● **JOB**
Set down the data below without change, skipping the pictures it holds.

● **ENTRIES SHOWN**
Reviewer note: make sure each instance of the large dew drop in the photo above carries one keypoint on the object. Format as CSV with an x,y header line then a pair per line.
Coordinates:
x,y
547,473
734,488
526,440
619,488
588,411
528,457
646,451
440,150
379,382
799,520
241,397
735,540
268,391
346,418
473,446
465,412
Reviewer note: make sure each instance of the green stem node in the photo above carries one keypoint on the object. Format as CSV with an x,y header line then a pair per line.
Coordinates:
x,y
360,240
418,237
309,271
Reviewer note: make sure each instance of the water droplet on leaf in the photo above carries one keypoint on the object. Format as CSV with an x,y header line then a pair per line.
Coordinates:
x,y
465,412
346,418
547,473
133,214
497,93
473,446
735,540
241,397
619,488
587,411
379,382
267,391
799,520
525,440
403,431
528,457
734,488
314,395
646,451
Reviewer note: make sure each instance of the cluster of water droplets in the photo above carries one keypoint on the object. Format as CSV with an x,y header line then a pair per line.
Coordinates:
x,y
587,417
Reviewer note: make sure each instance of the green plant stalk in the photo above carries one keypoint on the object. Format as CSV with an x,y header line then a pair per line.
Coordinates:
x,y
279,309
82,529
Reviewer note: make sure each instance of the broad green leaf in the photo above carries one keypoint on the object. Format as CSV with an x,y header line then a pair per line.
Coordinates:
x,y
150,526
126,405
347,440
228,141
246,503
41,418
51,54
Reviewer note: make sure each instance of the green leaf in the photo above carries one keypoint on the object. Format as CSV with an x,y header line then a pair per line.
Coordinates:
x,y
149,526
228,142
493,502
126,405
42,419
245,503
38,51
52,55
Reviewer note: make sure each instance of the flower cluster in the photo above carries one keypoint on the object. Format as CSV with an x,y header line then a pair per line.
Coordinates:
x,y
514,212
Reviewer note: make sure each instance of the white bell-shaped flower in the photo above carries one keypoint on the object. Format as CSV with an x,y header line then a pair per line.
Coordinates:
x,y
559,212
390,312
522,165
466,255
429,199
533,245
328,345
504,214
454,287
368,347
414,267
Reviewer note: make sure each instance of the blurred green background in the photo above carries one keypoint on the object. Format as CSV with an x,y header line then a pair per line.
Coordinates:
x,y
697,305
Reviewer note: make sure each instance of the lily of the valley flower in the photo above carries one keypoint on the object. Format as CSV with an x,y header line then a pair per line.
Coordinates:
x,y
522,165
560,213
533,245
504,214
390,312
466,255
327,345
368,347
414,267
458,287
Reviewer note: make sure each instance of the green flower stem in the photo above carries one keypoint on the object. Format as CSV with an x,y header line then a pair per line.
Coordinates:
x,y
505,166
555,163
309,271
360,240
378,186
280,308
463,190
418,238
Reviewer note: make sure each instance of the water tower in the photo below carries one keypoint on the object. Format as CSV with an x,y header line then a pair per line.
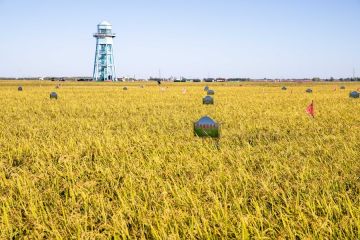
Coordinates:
x,y
104,68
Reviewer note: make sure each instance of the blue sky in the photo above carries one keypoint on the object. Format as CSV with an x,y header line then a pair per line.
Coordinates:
x,y
198,38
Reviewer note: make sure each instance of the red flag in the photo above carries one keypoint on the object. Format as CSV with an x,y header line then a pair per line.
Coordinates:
x,y
310,109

● **FULL ANSWER**
Reviewer note: make sure each instance of the large dew drop in the photo above carries one keypoint on the object. Format as CSV with an x,y header line then a pair per line.
Coordinates:
x,y
547,473
734,488
526,440
619,488
588,411
528,457
646,451
440,150
379,382
799,520
241,397
735,540
268,391
346,418
473,446
465,412
Reviewer note: make sure each instance of the green stem node in the photo above carries one keypoint on the object. Format as CSV with an x,y header line then a pair per line.
Coordinates:
x,y
360,240
418,237
309,271
Reviewer note: make sure each instance of the water droplet on leaf in the photo above carries one keypoint on the object. Format as CSV with an x,y header line then a pair per line.
Coordinates:
x,y
465,412
346,418
547,473
133,214
497,93
473,446
735,540
241,397
619,488
587,411
379,382
267,391
799,520
525,440
403,431
528,457
734,488
314,395
646,451
Reviewer note: make sure each instance of the cluster of water droplets in the photo above carries one keypoint on the object. Format as CSV with an x,y header line then a pair per line.
Coordinates:
x,y
587,417
Reviewer note: make sure each instance of the green plant stalk in the photo above carries one keypoint on the object. Format as CSV with an x,y header line then a pair per line.
Coordinates:
x,y
279,309
82,529
Reviewer note: make sure each instance of the broad green leaf in the photo above carries one keypoint on the object. Format as CSV with an x,y header line then a pair per line.
Coordinates:
x,y
150,526
126,405
347,440
228,141
246,503
41,418
51,54
Reviewer note: make sure each instance of the green leaf in the photo above carries one keypoint on the object. Format as CSV with an x,y header line then a pair per line.
Coordinates:
x,y
149,526
228,142
493,502
126,405
42,419
245,503
38,51
52,55
Reviewer note: make sure each instance of the flower cluster in the photo above carries one keypoint on the object. Format as CSV with an x,y header line then a pair per line.
Coordinates:
x,y
514,212
Reviewer note: make sure each instance of the white bell-shaped flower in the photo above carries one keypoint on the object. Format as CSV with an x,y header line then a pair per line.
Coordinates:
x,y
559,212
390,312
522,165
466,255
429,199
533,245
328,345
504,214
454,287
368,347
414,267
Reviewer note: make sure each instance of the blurred green background in the photo above carries one keypoint on the object. Format as CSV with an x,y header line then a pair per line.
Coordinates:
x,y
697,305
Reviewer note: make sure each instance of the lily of the valley flower in the photo above carries one keypoint on the object. Format as CSV with an x,y header line then a pair per line.
Coordinates:
x,y
522,165
560,213
533,245
504,214
390,312
466,255
327,345
368,347
414,267
458,287
Reviewer note: make sure each instance of the green flower stem in the photo above carries one keypoint on the object. Format as CSV with an x,y header line then a pair per line.
Coordinates:
x,y
505,166
555,163
309,271
360,240
378,186
280,308
463,190
418,238
Reviewer note: make sure each instance of the water tower in the photo below carries one keypoint on the object. Format as CSV with an x,y header line then a pair per line.
Coordinates:
x,y
104,68
Reviewer note: make sure each instance of the blue sky in the photo above carries one keypoint on the object. Format as CSV with an x,y header line then a pair per line.
Coordinates:
x,y
198,38
Reviewer note: make sure each instance of the red flag in the photo above carries one keypoint on the object. Format as CSV with an x,y header line then a pair per line.
Coordinates:
x,y
310,109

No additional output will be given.